Records from a dataset:
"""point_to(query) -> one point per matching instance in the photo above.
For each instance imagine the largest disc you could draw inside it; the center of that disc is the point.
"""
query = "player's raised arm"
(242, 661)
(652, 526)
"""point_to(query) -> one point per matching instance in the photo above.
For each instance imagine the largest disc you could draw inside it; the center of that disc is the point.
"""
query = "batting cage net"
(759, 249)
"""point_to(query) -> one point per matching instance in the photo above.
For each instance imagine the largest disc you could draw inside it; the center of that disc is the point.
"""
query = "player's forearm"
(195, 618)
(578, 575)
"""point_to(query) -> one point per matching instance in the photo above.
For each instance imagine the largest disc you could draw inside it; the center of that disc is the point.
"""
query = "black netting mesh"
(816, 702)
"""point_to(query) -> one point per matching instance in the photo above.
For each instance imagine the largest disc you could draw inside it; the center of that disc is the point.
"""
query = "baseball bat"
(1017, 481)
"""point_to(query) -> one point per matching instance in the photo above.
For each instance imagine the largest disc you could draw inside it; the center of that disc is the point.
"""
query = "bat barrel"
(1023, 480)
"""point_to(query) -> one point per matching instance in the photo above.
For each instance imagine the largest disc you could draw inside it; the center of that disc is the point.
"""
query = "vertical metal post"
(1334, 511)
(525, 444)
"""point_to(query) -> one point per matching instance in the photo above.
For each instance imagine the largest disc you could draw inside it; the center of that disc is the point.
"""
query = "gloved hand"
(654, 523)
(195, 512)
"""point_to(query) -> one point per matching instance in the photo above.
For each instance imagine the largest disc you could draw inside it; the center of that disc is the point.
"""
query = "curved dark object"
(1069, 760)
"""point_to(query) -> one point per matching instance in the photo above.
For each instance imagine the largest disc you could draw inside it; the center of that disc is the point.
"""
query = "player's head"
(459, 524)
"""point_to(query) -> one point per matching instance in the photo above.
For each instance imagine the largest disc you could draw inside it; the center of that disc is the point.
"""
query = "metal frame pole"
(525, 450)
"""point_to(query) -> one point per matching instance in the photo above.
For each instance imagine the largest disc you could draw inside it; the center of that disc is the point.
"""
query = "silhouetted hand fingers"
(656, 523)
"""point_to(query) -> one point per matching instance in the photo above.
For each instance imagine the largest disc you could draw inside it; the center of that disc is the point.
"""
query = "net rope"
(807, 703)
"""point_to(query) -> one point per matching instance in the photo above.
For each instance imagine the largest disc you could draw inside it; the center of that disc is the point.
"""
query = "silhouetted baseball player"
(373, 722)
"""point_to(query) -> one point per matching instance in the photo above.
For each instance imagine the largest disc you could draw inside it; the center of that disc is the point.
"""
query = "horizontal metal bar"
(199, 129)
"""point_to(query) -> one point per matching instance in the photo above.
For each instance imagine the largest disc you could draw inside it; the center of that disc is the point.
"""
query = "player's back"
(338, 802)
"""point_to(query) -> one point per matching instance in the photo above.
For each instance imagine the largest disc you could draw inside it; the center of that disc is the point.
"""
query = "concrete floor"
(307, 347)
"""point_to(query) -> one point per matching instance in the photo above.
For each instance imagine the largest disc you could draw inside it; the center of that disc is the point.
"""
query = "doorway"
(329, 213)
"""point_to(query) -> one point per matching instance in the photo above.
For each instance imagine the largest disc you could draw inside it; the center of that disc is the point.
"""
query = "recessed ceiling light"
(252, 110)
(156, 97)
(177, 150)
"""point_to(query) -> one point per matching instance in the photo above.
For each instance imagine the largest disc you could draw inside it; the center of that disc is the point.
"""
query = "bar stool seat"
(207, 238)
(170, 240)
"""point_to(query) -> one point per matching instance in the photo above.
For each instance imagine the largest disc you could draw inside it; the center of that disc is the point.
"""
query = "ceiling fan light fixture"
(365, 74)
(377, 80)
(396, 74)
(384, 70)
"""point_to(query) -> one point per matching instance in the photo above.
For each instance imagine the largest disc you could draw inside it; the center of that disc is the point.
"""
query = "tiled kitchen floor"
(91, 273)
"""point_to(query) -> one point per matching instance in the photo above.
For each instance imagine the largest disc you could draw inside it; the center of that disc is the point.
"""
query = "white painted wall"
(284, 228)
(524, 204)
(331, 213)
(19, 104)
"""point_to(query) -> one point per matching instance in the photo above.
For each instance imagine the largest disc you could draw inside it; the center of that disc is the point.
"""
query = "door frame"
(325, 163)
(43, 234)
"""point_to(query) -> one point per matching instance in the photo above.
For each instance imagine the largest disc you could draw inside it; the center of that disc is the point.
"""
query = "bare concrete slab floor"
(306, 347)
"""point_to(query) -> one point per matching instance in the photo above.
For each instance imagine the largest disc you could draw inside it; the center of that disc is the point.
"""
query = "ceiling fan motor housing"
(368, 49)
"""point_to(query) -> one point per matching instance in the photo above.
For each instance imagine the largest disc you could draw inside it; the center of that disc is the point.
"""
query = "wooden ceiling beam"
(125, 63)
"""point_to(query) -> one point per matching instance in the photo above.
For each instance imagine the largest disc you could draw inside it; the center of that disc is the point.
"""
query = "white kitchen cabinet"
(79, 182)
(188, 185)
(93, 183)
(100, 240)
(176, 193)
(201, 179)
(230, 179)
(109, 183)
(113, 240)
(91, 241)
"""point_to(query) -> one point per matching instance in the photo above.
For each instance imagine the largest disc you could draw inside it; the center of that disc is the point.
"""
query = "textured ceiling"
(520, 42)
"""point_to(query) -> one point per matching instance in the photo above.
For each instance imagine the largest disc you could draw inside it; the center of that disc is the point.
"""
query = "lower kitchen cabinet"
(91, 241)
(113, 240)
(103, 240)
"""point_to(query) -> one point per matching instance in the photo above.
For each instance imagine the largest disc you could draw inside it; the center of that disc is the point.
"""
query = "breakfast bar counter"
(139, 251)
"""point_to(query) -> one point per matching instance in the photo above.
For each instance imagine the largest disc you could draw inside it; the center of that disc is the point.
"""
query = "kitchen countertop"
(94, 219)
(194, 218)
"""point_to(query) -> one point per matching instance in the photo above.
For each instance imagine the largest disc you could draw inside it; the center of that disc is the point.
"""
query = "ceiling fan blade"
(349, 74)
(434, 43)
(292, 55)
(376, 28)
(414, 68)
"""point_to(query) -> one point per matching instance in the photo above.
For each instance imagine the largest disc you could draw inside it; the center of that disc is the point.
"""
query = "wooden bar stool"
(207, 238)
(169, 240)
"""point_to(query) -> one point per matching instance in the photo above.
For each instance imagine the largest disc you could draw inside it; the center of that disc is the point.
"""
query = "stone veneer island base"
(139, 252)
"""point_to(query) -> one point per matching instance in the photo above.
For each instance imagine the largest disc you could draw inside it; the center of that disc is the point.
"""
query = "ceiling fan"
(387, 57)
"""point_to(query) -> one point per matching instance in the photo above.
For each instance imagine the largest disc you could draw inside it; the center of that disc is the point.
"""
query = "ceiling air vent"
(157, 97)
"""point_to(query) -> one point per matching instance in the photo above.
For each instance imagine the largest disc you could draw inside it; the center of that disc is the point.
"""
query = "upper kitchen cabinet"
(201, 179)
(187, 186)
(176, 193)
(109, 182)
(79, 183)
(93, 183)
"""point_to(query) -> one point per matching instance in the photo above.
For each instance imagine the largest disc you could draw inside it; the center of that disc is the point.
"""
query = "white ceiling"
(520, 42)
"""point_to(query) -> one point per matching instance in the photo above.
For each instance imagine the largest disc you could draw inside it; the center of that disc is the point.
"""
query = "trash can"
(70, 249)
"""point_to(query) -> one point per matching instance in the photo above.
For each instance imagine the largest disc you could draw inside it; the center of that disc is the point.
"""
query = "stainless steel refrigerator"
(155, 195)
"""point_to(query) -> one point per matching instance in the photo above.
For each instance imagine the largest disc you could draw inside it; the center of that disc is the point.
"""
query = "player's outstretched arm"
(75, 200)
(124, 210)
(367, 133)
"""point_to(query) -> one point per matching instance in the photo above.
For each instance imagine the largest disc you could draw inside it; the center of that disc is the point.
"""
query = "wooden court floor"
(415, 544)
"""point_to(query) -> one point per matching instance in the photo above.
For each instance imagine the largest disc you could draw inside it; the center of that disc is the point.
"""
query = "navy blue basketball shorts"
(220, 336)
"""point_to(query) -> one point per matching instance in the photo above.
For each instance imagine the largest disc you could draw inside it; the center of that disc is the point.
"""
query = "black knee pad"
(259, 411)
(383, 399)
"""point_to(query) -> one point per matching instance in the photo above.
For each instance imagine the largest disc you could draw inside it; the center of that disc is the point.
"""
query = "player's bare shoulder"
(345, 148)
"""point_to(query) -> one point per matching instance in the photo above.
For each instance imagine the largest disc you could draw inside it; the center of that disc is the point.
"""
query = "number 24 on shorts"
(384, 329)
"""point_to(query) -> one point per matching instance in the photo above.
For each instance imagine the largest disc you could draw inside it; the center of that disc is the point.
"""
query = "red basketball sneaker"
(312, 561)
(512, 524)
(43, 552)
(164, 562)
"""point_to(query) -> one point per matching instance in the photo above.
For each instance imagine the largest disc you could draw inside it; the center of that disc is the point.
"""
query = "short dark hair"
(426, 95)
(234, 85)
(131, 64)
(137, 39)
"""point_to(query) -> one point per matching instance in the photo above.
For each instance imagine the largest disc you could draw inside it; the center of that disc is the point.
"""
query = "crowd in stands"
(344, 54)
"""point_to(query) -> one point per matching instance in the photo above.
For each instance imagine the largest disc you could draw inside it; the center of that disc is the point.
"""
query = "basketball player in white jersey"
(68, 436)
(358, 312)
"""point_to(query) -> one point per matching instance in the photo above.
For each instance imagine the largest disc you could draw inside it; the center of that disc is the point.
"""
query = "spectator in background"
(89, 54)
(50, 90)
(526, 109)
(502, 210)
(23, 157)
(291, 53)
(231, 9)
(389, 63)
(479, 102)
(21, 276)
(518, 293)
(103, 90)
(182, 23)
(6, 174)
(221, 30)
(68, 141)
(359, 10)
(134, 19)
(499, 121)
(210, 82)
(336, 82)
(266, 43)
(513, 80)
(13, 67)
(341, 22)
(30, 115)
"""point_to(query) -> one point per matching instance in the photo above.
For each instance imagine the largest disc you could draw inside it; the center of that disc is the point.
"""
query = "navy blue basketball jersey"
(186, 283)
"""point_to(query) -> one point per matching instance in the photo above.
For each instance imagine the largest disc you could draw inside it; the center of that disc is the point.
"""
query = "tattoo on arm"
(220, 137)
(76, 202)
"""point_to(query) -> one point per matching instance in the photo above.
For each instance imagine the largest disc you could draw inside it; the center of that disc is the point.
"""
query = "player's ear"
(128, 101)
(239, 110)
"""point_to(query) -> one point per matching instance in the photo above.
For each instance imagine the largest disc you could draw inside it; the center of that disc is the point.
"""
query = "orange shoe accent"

REQUIREMENT:
Copy out every line of the items above that contains the word "silhouetted".

EXERCISE ANSWER:
query = "silhouetted hand fingers"
query = "silhouetted baseball player"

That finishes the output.